• **WHAT YOU WILL DO**: Convert every line of the records below into a JSON array of strings, one string per line, and leave out any blank lines.
*****
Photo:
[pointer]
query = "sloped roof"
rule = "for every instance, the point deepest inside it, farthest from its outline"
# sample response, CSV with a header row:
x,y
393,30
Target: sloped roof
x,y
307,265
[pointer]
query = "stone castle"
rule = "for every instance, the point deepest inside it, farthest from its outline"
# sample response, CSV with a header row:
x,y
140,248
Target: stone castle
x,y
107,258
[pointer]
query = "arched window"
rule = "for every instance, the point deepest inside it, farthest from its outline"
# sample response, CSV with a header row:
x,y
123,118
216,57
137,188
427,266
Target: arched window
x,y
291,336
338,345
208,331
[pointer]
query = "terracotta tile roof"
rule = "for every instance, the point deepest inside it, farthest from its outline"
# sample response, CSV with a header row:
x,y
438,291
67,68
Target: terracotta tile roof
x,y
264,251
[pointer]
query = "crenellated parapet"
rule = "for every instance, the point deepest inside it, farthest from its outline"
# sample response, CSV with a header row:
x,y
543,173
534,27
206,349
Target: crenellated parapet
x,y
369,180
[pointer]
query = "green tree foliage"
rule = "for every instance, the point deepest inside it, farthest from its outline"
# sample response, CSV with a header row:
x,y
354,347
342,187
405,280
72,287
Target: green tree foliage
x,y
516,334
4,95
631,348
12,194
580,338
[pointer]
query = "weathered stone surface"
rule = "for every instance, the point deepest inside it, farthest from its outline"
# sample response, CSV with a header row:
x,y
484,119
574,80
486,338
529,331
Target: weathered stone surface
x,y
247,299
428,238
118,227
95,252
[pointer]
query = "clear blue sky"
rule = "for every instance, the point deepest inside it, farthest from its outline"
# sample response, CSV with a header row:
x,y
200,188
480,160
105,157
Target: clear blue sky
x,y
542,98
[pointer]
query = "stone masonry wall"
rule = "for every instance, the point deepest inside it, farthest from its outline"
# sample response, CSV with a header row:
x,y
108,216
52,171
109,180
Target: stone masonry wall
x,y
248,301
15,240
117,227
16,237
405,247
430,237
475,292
*****
• **EXERCISE RESPONSE**:
[
  "Photo:",
  "[pointer]",
  "query = \"sloped roof\"",
  "rule = \"for every instance, the point deepest inside it, farthest from its outline\"",
  "# sample response, CSV with a header row:",
  "x,y",
  "393,30",
  "Target: sloped roof",
  "x,y",
  "307,265",
  "[pointer]",
  "query = \"stone castle\"",
  "rule = \"for every instance, the point deepest inside it, farthest from its outline\"",
  "# sample response, CSV with a header row:",
  "x,y",
  "140,248",
  "Target: stone castle",
  "x,y",
  "107,258",
  "[pointer]",
  "query = \"arched window\"",
  "rule = \"for every instance, the point deepest inside it, farthest from its outline\"",
  "# sample response, CSV with a header row:",
  "x,y",
  "123,118",
  "216,57",
  "137,188",
  "427,266",
  "Target: arched window",
  "x,y",
  "291,336",
  "338,345",
  "208,331",
  "[pointer]",
  "query = \"terracotta tile roof\"",
  "rule = \"for every instance, the point deepest inside it, farthest from its outline\"",
  "# sample response, CSV with a header row:",
  "x,y",
  "438,291",
  "67,68",
  "Target: terracotta tile roof",
  "x,y",
  "264,251",
  "[pointer]",
  "query = \"crenellated parapet\"",
  "rule = \"for every instance, the point deepest inside it, farthest from its outline\"",
  "# sample response, CSV with a header row:",
  "x,y",
  "543,173",
  "534,27",
  "206,349",
  "Target: crenellated parapet",
  "x,y",
  "369,180",
  "[pointer]",
  "query = \"green tree foliage\"",
  "rule = \"for every instance, the point deepest inside it, farthest from its outline\"",
  "# sample response, CSV with a header row:",
  "x,y",
  "354,347",
  "342,187",
  "405,280",
  "72,287",
  "Target: green tree foliage",
  "x,y",
  "516,334",
  "4,95",
  "631,348",
  "12,194",
  "580,338",
  "[pointer]",
  "query = \"weathered stone surface\"",
  "rule = \"for every instance, the point deepest inside it, farthest from its outline\"",
  "# sample response, CSV with a header row:",
  "x,y",
  "484,119",
  "574,80",
  "486,338",
  "529,331",
  "Target: weathered stone surface",
  "x,y",
  "247,299",
  "428,238",
  "118,227",
  "95,252",
  "[pointer]",
  "query = \"clear blue sky\"",
  "rule = \"for every instance, the point deepest inside it, farthest from its outline\"",
  "# sample response, CSV with a header row:",
  "x,y",
  "200,188",
  "480,160",
  "105,157",
  "Target: clear blue sky",
  "x,y",
  "542,98",
  "[pointer]",
  "query = \"stone masonry wall\"",
  "rule = \"for every instance, the point deepest inside it, farthest from its outline\"",
  "# sample response, CSV with a header row:",
  "x,y",
  "108,216",
  "52,171",
  "109,180",
  "Target: stone masonry wall",
  "x,y",
  "248,301",
  "15,240",
  "117,227",
  "16,237",
  "405,247",
  "430,237",
  "475,292"
]